AUSGANGSTEXT:
Aber dann sind da ja noch die guten Seiten – oder zumindest die Begeisterung und der einnehmende Charme, die doch immer wieder in den Bann ziehen. Der Film startet mit einem spontanen Besuch im Freizeitpark. Einfach Frau und Kinder einpacken, Schule getrost mal sausen lassen, wir machen uns jetzt einen wunderschönen Tag! Im Auto alle gemeinsam laut „König von Deutschland“ singen. Später geht's ins Kettenkarussell und zur Krönung widmet Ottes – mit Blumen in der Hand und vor Laufpublikum – seiner Frau ein Lied. Das alles wirkt fast idyllisch – wäre da nicht Christians Mama Mira, die die meiste Zeit über auffällig still ist und leicht versteckt eine Zigarette nach der anderen raucht. Wäre da nicht Ottes ausufernde Pöbelei gegenüber einem anderen Autofahrer, der das Rauchen im Auto mit den Kindern kritisch kommentiert. Am Ende, als Mira aus dem Auto steigt, sagt sie: „Noch einmal und ich bin weg.“
Miras Schwester Juli macht sich Sorgen und drängt ständig darauf, endlich etwas zu unternehmen. Doch Mira ist wieder schwanger und hofft, sie bekommen das schon irgendwie hin. Später sehen wir die großen blauen Flecken an ihrem Rücken. Noch etwas später, wie Ottes verprügelt wird von jemandem, dem er Geld schuldet – und die Frustration darüber dann mit den Fäusten an seiner Familie abreagieren. Das mitanzusehen ist schrecklich und doch so real, hier ist es Alltag. Das Loch, das Ottes in die Wohnunstür schlägt, wird noch eine ganze Weile bleiben.

AUFGABE: Welches Lied singen laut dem Ausgangstext alle gemeinsam laut im Auto?

BEREITGESTELLTES MATERIAL:
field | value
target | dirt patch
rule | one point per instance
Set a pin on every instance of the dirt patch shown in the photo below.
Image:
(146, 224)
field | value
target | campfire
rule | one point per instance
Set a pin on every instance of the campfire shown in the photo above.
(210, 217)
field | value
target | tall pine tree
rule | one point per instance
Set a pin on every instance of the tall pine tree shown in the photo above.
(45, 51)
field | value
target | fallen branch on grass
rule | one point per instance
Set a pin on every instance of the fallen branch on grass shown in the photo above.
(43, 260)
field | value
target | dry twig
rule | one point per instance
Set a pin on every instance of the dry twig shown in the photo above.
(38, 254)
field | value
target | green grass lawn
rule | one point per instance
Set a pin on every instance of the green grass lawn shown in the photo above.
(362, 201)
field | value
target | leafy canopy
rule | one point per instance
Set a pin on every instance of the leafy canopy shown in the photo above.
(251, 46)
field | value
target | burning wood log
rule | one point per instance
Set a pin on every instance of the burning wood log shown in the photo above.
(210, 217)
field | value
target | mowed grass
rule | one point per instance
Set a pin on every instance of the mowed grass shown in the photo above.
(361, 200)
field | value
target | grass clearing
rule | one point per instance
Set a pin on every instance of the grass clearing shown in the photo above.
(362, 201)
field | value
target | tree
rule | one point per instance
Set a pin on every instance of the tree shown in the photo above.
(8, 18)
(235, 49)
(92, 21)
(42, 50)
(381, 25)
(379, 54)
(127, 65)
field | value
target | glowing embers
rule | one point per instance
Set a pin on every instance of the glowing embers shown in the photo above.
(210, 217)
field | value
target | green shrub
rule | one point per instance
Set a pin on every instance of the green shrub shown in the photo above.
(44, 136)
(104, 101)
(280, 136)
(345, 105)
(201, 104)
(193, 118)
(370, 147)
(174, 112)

ANTWORT ZUR AUFGABE: „König von Deutschland“